(Natural language region descriptions)
━━━━━━━━━━

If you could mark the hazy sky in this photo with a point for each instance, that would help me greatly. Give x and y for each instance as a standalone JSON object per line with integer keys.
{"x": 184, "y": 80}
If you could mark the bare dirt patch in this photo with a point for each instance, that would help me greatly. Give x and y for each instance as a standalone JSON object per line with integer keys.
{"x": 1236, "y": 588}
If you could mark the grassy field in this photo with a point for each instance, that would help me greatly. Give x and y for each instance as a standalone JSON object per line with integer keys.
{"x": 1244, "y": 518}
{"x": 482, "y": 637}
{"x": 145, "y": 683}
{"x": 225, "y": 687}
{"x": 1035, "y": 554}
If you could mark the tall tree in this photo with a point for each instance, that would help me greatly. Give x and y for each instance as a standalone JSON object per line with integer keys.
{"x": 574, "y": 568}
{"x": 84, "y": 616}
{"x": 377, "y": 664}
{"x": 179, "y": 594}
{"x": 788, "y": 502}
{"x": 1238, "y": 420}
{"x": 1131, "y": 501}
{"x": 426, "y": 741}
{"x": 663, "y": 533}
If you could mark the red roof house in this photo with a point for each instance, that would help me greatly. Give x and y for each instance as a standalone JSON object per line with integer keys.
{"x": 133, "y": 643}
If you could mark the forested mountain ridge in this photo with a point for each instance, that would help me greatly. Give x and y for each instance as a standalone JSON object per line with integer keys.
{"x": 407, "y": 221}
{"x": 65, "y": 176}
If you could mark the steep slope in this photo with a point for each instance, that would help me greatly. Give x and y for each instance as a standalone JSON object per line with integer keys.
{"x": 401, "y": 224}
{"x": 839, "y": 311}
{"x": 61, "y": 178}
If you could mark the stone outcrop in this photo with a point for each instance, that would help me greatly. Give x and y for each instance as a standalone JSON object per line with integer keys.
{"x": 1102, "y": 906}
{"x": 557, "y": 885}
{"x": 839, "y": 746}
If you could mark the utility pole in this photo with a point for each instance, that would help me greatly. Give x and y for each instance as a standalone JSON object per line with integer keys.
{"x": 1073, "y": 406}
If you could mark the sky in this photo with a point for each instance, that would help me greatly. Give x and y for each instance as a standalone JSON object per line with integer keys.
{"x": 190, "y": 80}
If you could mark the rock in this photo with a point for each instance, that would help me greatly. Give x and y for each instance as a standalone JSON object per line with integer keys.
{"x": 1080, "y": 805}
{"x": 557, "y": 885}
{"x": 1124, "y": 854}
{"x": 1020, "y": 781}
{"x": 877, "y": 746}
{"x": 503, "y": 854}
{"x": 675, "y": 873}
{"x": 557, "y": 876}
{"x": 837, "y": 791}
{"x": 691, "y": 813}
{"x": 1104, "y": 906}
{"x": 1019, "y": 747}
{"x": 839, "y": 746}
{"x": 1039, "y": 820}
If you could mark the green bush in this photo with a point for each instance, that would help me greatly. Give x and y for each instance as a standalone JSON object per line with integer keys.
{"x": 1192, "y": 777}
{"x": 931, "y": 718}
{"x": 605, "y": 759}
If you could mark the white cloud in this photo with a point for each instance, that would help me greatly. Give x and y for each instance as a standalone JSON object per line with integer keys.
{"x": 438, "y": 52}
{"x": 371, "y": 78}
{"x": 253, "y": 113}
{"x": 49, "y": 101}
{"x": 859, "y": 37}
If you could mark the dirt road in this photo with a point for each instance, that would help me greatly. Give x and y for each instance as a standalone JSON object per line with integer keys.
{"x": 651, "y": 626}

━━━━━━━━━━

» **Activity**
Your answer should hold exactly the lines from the one containing "If you could mark the stone" through the end of the entries above, and nothing else.

» **Completed exercise**
If you could mark the stone outcrop in this photo with a point for each instance, that would help me greatly. Give x and y for each instance as a standalone JSON object per line with integer keys.
{"x": 1102, "y": 906}
{"x": 557, "y": 885}
{"x": 839, "y": 746}
If you could mark the utility pole in this photo with a point for each instance, that would help me greatly. Give x and y for each instance as a standalone JSON object per line with integer keys.
{"x": 1073, "y": 406}
If you could mark the sky in this photo with a point for each instance, that would help me greatly. Give x and y for each instance as a standalone JSON object per line with integer keys.
{"x": 190, "y": 80}
If you could mark the rock in this photo with a point for each instance, that would help me greatly. Give x and y for each instance as a standalone JSON object per line with integer keys.
{"x": 1080, "y": 805}
{"x": 557, "y": 885}
{"x": 1124, "y": 854}
{"x": 1020, "y": 781}
{"x": 877, "y": 746}
{"x": 503, "y": 854}
{"x": 675, "y": 873}
{"x": 557, "y": 876}
{"x": 837, "y": 791}
{"x": 691, "y": 813}
{"x": 1104, "y": 906}
{"x": 1019, "y": 747}
{"x": 839, "y": 746}
{"x": 1039, "y": 820}
If you could mark the green bush in this photo with a point for each instance, that would help me greatly. Give x and y for each instance as a standalone JSON object per line with integer keys.
{"x": 1192, "y": 777}
{"x": 931, "y": 718}
{"x": 605, "y": 759}
If you could mark the white cloud in this photo with a point for each instance, that would help me greatly. Give x and y for each instance as a standalone JSON object per line with integer keys.
{"x": 438, "y": 52}
{"x": 371, "y": 78}
{"x": 253, "y": 113}
{"x": 49, "y": 101}
{"x": 859, "y": 37}
If you could mark the dirt road in this photo with a point for each instance, that would help me greatly. Give x and y for each instance as a standalone JSON object per line with integer keys.
{"x": 651, "y": 626}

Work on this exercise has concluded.